**Exercise requirements**.
(a) In the climate model tutorial, what maximum depth is set for the decision tree?
(b) Print the part of the climate model tutorial that opens with the words containing "Decision trees recursively" and closes with "represents a prediction.".
(c) According to the climate model tutorial, why might a random forest be preferred over a single decision tree? Answer in one to three sentences.

Next, we need to pull out our target variable (that is, the variable we want our model to predict). Here that is tas_FINAL, the temperature anomaly in 2050. The anomalies in every case are calculated by subtracting the annual means of the pre-industrial scenario from the annual means of the respective scenario of interest.

target = training_data.pop('tas_FINAL')
target

     0.848419
     0.737915
     0.588806
     0.522766
     0.776642
          ...   
  1.626139
  1.804036
  1.925557
  2.026601
  2.162618
Name: tas_FINAL, Length: 3240, dtype: float64

Note: we will need to repeat these preprocessing steps anytime we load this (or other) data.

Section 2: Fit Decision Tree and Random Forest#

Now we can train our models. As mentioned in the video, Decision Trees and Random Forest Models can both do regression. Specifically:

Decision Tree Regression:

Decision trees recursively partition the feature space into regions based on feature values to predict the target variable.
Each leaf node represents a prediction.
Single trees can be prone to capturing noise in the data (not what we want!).

Random Forest Regression:

An ensemble method that combines multiple decision trees to improve predictive performance.
Each tree is trained on a random subset of the data.
Aggregates predictions of individual trees to improve performance.
Typically more robust/doesn’t capture noise.

We will see an example of both here.

First, let’s train a single decision tree to try to predict 2050 temperature anomalies using 2015 temperature anomalies and emissions data. We can control the depth of our decision tree (which is the maximum number of splits performed), which we will set to 20 here.

Section 2.0: Scikit-learn#

In this and coming sub-sections, we will utilize Scikit-learn, commonly referred to as sklearn, a renowned Python library extensively employed for machine learning endeavors. It provides a comprehensive array of functions and tools tailored for various machine learning tasks. Specifically, we will concentrate on the DecisionTreeRegressor and RandomForestRegressor modules offered by Scikit-learn.

Section 2.1: Training the Decision Tree and Analyzing the Results#

# instantiate the model:
dt_regressor = DecisionTreeRegressor(random_state=random_state,max_depth=20)

# fit/train the model with the data:
dt_regressor.fit(training_data, target) #pass in the model inputs and the target it should predict

DecisionTreeRegressor(max_depth=20, random_state=42)

In a Jupyter environment, please rerun this cell to show the HTML representation or trust the notebook.
On GitHub, the HTML representation is unable to render, please try loading this page with nbviewer.org.

We’ve trained our first model! Now let’s see how well it performs. As discussed in the video, we will use the coefficient of determination (also known as the R-squared value, \(R^2\)) as the measure of how well the model is doing.

We can get this value by calling the score function and providing the data we want the score calculated on. Here we will evaluate the model on the same data it was trained on.

**Data**.
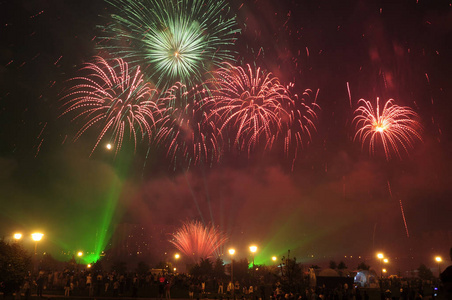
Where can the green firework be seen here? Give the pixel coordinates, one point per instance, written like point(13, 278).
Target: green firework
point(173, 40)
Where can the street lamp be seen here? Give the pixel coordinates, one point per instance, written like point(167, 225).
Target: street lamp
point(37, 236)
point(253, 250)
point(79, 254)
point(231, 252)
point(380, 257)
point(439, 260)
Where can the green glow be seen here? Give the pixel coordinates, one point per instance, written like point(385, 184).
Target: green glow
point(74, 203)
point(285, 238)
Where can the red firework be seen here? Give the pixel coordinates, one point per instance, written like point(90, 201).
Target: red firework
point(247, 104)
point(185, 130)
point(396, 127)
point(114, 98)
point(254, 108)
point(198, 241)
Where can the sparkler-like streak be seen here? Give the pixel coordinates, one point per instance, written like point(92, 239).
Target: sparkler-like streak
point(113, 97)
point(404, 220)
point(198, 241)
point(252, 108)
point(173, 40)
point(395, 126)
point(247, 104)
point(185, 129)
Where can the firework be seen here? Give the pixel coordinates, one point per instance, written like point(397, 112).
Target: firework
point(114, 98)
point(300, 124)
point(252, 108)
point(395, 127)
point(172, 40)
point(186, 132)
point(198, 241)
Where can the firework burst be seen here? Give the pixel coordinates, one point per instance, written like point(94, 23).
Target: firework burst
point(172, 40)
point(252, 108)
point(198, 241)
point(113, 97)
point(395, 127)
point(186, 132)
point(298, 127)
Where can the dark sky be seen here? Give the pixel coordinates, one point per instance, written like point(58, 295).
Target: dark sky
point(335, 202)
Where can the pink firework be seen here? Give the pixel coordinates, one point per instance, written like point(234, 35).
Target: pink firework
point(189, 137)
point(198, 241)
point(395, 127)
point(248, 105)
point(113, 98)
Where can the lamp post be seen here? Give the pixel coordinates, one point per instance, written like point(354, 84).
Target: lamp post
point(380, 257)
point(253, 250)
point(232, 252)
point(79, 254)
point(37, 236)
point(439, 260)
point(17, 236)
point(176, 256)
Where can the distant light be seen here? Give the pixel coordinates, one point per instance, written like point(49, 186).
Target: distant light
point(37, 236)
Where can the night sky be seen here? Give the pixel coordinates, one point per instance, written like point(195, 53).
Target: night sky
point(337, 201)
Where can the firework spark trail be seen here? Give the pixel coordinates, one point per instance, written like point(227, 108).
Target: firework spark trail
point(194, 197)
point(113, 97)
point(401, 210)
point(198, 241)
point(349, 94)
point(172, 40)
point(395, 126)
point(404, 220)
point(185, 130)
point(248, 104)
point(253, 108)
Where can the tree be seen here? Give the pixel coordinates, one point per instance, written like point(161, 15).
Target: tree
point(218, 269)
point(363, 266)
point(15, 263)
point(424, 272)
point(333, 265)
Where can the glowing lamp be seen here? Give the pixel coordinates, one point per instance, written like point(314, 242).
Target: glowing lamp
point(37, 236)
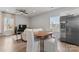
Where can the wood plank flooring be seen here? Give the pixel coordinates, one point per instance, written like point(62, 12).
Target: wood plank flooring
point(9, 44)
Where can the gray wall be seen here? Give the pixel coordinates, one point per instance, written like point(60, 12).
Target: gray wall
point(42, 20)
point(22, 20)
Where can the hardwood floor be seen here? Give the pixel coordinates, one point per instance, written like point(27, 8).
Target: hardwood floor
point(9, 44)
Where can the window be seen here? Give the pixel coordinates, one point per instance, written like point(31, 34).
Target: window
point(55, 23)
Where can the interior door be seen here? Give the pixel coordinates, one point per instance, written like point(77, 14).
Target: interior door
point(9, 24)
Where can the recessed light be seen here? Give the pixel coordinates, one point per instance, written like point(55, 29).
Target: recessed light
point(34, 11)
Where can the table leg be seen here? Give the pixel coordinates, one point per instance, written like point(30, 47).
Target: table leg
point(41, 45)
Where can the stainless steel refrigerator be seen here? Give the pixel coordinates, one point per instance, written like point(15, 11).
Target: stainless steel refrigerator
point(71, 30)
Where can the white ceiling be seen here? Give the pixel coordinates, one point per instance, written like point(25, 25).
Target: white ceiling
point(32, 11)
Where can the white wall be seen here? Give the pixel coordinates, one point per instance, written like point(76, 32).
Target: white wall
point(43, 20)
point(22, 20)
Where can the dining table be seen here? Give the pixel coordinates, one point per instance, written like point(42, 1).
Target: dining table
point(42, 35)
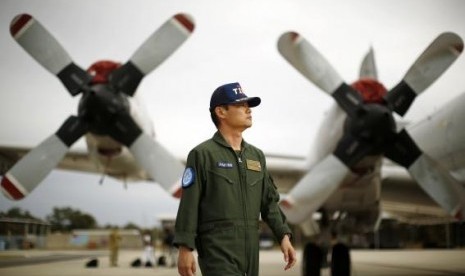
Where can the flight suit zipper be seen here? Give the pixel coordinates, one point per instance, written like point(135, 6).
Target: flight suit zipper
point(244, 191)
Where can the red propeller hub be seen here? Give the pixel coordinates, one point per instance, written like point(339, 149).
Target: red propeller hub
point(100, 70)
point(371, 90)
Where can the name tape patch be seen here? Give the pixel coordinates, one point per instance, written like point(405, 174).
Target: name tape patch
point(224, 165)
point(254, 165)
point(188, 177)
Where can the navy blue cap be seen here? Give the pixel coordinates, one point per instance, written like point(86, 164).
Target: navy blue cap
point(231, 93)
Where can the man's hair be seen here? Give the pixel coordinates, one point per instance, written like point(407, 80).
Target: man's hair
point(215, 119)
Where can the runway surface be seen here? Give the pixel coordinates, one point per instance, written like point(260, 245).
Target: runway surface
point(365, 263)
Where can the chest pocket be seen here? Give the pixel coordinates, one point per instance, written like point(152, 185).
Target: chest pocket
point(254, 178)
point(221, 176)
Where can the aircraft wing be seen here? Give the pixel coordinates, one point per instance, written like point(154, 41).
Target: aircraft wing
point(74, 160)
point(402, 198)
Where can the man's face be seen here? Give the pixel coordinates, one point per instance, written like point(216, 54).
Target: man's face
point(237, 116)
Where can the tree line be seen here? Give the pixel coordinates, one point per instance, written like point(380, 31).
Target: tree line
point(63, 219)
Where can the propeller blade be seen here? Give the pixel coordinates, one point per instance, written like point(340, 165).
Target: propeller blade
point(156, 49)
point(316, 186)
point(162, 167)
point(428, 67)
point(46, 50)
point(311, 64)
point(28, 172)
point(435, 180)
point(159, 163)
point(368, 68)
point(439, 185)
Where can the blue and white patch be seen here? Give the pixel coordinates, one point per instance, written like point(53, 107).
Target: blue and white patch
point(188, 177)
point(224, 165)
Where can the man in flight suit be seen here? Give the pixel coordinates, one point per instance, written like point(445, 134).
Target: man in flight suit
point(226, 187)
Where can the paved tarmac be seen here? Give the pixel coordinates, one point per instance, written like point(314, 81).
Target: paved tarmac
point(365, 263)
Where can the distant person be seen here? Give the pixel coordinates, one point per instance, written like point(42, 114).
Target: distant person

* * *

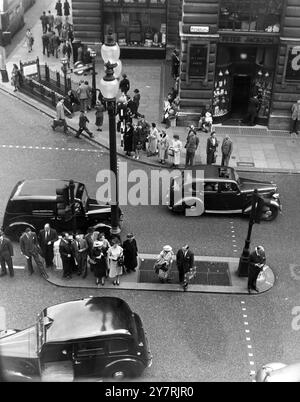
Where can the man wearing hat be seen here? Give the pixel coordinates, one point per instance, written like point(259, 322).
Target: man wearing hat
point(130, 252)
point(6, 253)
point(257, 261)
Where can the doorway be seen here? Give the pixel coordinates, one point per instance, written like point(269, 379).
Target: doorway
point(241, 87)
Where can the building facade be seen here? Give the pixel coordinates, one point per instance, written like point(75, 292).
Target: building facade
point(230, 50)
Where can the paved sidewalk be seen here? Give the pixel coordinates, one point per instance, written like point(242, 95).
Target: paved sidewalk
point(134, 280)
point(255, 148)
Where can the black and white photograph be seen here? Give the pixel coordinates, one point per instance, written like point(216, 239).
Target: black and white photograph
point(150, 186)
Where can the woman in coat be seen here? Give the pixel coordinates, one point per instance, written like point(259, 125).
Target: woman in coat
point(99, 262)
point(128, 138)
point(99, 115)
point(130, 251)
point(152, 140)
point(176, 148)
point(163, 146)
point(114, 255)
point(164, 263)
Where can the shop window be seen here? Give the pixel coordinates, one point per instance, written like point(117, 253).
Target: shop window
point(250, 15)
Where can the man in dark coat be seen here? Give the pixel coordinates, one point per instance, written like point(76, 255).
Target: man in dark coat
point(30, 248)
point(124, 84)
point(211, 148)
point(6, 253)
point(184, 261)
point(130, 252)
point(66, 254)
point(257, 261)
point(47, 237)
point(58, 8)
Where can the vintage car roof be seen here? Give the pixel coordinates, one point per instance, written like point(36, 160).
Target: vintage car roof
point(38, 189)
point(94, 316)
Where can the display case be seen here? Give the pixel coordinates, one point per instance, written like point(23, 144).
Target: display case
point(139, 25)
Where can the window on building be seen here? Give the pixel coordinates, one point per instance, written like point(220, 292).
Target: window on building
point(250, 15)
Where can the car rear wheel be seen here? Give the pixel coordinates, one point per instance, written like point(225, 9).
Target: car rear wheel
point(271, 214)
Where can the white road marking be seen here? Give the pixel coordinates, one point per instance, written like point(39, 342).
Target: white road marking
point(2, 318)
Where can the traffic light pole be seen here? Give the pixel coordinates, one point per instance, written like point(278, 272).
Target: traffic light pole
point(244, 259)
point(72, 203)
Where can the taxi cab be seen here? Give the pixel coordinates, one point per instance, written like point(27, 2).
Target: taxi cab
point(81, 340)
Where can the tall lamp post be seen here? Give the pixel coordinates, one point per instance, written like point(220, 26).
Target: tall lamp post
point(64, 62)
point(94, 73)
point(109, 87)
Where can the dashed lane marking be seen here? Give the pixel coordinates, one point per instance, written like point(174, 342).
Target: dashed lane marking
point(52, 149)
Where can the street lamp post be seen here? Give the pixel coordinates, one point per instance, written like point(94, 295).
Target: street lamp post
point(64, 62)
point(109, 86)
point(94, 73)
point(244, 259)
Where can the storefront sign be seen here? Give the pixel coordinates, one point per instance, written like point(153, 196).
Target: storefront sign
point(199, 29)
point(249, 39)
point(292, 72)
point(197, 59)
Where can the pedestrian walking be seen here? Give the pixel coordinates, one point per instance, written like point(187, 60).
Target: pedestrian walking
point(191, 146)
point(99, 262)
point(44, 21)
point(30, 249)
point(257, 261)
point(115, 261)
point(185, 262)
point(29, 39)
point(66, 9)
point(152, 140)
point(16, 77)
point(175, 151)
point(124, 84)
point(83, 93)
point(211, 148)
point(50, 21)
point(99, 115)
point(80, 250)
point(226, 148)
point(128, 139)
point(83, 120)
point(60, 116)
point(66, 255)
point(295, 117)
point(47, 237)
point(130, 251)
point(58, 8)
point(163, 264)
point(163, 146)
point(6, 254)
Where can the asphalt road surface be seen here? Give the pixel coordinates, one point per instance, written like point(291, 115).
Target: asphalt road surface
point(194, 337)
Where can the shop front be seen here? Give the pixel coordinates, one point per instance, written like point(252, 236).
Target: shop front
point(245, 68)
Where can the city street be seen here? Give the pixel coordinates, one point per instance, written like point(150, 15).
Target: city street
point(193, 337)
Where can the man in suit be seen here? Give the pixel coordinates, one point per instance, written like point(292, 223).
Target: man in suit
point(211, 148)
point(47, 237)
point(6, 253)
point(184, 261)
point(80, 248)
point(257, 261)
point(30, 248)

**The solutions**.
(a) 20

(b)
Decision trees recursively partition the feature space into regions based on feature values to predict the target variable.
Each leaf node represents a prediction.

(c) A single decision tree can be prone to capturing noise in the data. A random forest combines multiple decision trees, each trained on a random subset of the data, and aggregates their predictions to improve performance. This makes it typically more robust and less likely to capture noise.